▸ **AUSZUG ZUM LESEN**
↓
Die Inszenierung war Sontag stets genauso wichtig wie intellektuelle Brillanz. Das ist die Lehre der schwulen Camp-Kultur, in die sie schon während ihrer Campus-Zeit fasziniert eintaucht. Das Sein als Theater begreifen, das Leben als Metapher. »Camp sieht alles in Anführungsstrichen: nicht eine Lampe, sondern eine ›Lampe‹; nicht eine Frau, sondern eine ›Frau‹.« Und aus ihr wird, nein, sie macht aus sich: »Susan Sontag«. Es brauchte offenbar etwas mehr als stupende Bildung, Esprit und rhetorische Virtuosität, um sich als Frau in der »Family« durchzusetzen. Noch dazu in den 60ern. Ihr unbändiger Drang, mehr zu leisten als die anderen, mehr zu lesen, zu schreiben und zu denken, raubt ihr den Schlaf. Aber mit Kalkül. Sie nutzt Speed, Dexedrin, Kaffee und Zigaretten, um länger wach zu bleiben und arbeiten zu können. Schlaf wird schließlich zu einem neuralgischen Punkt. Wenn Freunde annehmen, sie habe gerade geruht, reagiert sie empört. Eine »Susan Sontag« hat für so etwas einfach keine Zeit.
↑
▸ **Daten zur natürlichsprachlichen Objektverortung**
↓
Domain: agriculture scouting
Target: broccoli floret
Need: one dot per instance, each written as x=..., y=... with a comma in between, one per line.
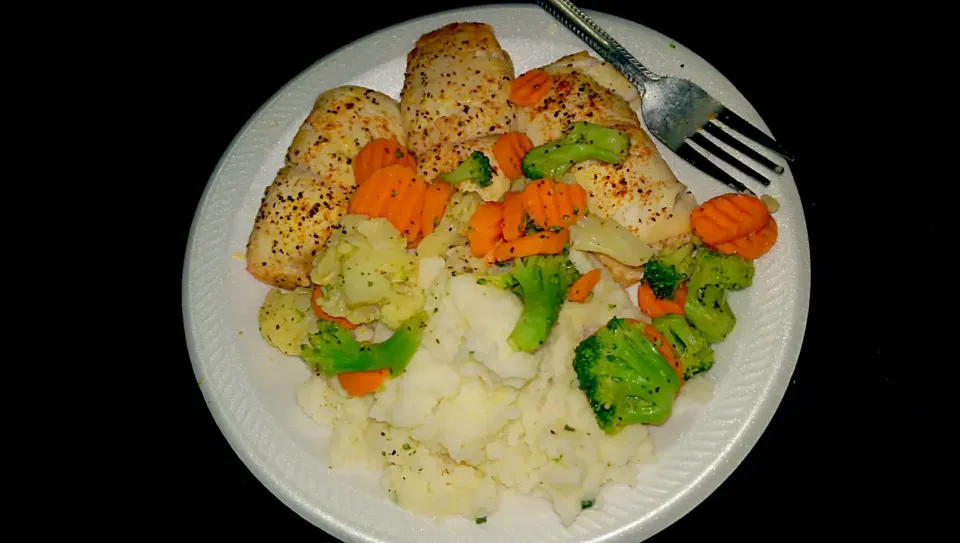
x=476, y=168
x=681, y=258
x=333, y=350
x=726, y=271
x=542, y=282
x=692, y=348
x=581, y=141
x=624, y=377
x=667, y=270
x=706, y=307
x=662, y=278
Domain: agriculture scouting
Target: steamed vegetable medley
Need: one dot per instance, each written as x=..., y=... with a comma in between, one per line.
x=363, y=319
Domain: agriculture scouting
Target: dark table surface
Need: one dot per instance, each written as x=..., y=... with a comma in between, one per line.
x=792, y=480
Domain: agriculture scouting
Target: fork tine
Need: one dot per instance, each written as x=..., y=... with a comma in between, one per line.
x=714, y=130
x=718, y=152
x=737, y=123
x=702, y=163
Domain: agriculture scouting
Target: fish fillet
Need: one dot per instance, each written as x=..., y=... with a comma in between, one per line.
x=310, y=193
x=456, y=87
x=642, y=193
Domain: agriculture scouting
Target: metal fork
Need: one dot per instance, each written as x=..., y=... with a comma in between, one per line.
x=676, y=110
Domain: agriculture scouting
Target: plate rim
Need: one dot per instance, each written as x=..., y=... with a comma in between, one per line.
x=706, y=483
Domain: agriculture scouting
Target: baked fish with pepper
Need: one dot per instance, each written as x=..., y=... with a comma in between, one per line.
x=456, y=87
x=310, y=193
x=638, y=189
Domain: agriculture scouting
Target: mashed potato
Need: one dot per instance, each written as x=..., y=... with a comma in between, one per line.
x=470, y=418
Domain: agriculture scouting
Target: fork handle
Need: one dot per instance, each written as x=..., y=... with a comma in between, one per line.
x=601, y=42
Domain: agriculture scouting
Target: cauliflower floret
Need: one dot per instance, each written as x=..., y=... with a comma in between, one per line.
x=286, y=318
x=486, y=337
x=462, y=425
x=367, y=273
x=406, y=402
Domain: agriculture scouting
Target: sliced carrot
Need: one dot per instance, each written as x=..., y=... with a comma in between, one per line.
x=509, y=150
x=377, y=154
x=752, y=246
x=540, y=243
x=530, y=87
x=359, y=383
x=583, y=286
x=485, y=228
x=490, y=257
x=664, y=348
x=533, y=204
x=396, y=193
x=513, y=215
x=548, y=198
x=578, y=197
x=727, y=217
x=435, y=204
x=405, y=212
x=562, y=199
x=654, y=307
x=322, y=315
x=554, y=205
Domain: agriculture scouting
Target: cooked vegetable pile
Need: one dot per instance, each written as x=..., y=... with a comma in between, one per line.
x=367, y=274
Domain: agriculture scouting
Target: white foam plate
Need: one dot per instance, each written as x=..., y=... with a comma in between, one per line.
x=250, y=387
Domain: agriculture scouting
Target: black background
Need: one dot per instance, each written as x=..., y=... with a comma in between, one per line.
x=802, y=474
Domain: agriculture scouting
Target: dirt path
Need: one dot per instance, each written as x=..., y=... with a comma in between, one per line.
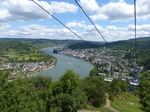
x=108, y=104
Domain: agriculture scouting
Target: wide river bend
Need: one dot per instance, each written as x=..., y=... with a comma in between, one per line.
x=80, y=67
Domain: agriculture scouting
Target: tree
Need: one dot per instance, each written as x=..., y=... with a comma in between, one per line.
x=94, y=87
x=67, y=95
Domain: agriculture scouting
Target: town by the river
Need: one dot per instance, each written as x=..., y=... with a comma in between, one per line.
x=80, y=67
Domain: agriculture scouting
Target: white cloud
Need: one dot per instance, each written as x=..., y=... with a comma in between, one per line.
x=121, y=11
x=88, y=32
x=24, y=10
x=4, y=26
x=62, y=7
x=76, y=24
x=114, y=11
x=89, y=5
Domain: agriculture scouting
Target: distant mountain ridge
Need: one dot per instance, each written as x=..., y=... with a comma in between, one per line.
x=15, y=51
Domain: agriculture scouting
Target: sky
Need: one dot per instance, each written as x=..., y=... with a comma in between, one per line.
x=113, y=18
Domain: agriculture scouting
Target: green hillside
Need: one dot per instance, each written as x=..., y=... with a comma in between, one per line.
x=13, y=51
x=42, y=43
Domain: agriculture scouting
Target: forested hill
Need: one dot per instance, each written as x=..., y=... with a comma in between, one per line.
x=14, y=51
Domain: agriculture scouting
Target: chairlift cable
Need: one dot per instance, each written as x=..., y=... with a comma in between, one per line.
x=91, y=22
x=60, y=22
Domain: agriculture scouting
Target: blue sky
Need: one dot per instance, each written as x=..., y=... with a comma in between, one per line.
x=113, y=18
↑
▸ **ARBEITSANWEISUNG**
Beantworten Sie anhand des Auszugs über Susan Sontag die folgenden Fragen:
(a) In welche Kultur taucht Sontag schon während ihrer Campus-Zeit ein?
(b) Welche Mittel nutzt sie, um länger wach zu bleiben?
(c) Wie reagiert sie, wenn Freunde annehmen, sie habe gerade geruht?

▸ **AUSGABE**
(a) In die schwule Camp-Kultur.
(b) Speed, Dexedrin, Kaffee und Zigaretten.
(c) Sie reagiert empört.